Excerpt
___

Cassytha pubescens is often compared with the genus Cuscuta (Convolvulaceae) due to similarities in their morphology and herbaceous parasitic habit.

==Description==
Cassytha pubescens grows as a photosynthetic stem that twines around itself and around the branches of its host. Stems are between 0.5 and 1.5 mm thick and can be highly variable in appearance. In darker more humid conditions the stems have been noted to be dark green in colour, glabrescent and with very few pale grey hairs however stems can be glabrescent to pubescent, smooth to wrinkly and can vary in colour on a single plant.

High variation exists in flowers, fruits, stems and trichomes within individuals, across individuals in a population and across populations of Cassytha pubescens. It has been speculated that the variation is likely a result of a combination of reproductive isolation across populations and in some cases phenotypic modification to different environments. Flowers may occur on spikes, racemes or panicles and are either sessile or almost sessile. Peduncles can be 3-20mm long with or without hairs. Peduncles up to 10 cm have been noted in specimens from NE NSW and QLD. Flowers have pubescent petals and 9 stamens, with the outer stamens dorsiventrally flattened. When fleshy, fruit can be green, greeny-red, grey to greeny-red in colour and may be anywhere between smooth to pubescent. Fruit is globose to obovoid in shape and ranges in size from 6-10mm × 5.5-9mm . Fruit may be covered in dull green to dull-reddy brown bands . Fruit is grey to black when dry/ drying.

___

Exercise
Write out the passage on Cassytha pubescens word for word from "Cassytha pubescens is" to "a single plant.". The items that follow were taken from a separate source and are unrelated to the excerpt.

Stored dataset items
___

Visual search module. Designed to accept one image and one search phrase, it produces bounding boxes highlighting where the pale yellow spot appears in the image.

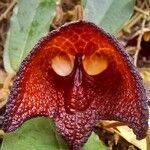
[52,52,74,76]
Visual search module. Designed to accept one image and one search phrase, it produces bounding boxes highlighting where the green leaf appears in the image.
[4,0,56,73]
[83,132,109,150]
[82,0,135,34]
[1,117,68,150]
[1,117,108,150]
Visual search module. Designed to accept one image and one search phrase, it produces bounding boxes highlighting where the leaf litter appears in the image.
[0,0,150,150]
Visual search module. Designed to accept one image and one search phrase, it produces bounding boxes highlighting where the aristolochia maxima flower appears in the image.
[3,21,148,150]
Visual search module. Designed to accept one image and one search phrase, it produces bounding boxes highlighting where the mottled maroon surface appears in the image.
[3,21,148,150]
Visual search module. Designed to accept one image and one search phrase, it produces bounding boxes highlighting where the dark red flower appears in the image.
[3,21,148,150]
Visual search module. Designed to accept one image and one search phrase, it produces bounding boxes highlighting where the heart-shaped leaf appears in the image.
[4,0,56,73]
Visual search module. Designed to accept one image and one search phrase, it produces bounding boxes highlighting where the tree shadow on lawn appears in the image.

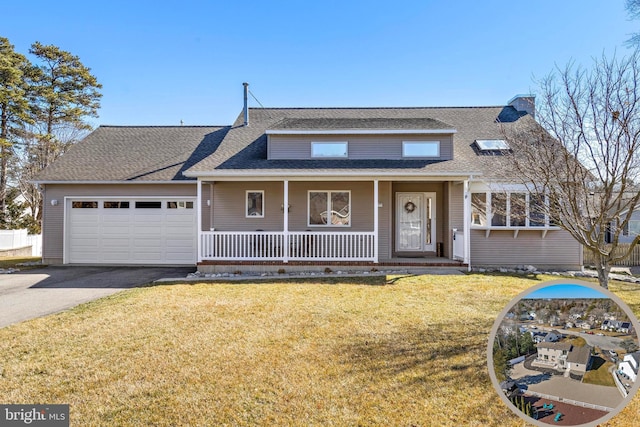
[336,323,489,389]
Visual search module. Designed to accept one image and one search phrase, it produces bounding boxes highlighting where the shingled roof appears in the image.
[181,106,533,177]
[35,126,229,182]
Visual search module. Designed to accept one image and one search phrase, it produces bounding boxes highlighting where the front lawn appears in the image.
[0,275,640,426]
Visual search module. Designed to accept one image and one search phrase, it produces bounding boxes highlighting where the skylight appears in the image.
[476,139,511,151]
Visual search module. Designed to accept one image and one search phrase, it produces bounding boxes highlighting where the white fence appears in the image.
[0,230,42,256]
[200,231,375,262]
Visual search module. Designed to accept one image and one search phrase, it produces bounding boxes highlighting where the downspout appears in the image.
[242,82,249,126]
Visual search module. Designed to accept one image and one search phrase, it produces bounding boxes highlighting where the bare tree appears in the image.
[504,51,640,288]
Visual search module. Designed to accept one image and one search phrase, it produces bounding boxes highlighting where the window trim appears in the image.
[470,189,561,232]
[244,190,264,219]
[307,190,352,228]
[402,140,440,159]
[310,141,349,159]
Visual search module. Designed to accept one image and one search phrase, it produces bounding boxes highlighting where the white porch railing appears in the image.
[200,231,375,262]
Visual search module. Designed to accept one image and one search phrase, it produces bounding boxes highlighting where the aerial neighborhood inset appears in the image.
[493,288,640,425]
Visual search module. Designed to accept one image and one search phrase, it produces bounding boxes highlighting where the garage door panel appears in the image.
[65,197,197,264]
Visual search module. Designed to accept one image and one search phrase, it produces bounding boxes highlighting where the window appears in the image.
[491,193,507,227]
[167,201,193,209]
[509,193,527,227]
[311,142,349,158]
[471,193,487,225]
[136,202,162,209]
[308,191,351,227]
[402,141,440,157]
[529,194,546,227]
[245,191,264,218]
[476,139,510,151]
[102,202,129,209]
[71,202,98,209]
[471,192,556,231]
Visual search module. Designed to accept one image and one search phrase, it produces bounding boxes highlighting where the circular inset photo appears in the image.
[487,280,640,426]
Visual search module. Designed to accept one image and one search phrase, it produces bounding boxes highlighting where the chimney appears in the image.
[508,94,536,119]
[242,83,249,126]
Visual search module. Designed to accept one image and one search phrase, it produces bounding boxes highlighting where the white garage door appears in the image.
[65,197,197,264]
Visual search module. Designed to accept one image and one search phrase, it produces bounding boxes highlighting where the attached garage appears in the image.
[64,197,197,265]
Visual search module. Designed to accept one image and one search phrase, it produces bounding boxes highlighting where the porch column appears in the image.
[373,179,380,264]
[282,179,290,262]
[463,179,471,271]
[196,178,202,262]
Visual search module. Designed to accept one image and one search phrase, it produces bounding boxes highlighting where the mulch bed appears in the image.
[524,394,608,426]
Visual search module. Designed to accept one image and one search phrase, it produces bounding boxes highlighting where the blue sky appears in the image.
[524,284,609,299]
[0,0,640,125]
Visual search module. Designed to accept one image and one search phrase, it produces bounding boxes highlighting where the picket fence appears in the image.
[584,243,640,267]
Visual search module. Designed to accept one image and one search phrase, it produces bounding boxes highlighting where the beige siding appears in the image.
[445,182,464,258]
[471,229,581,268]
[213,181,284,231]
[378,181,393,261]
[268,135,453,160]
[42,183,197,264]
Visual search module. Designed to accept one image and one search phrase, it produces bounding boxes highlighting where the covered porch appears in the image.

___

Answer to this exercise
Cassytha pubescens is often compared with the genus Cuscuta (Convolvulaceae) due to similarities in their morphology and herbaceous parasitic habit.

==Description==
Cassytha pubescens grows as a photosynthetic stem that twines around itself and around the branches of its host. Stems are between 0.5 and 1.5 mm thick and can be highly variable in appearance. In darker more humid conditions the stems have been noted to be dark green in colour, glabrescent and with very few pale grey hairs however stems can be glabrescent to pubescent, smooth to wrinkly and can vary in colour on a single plant.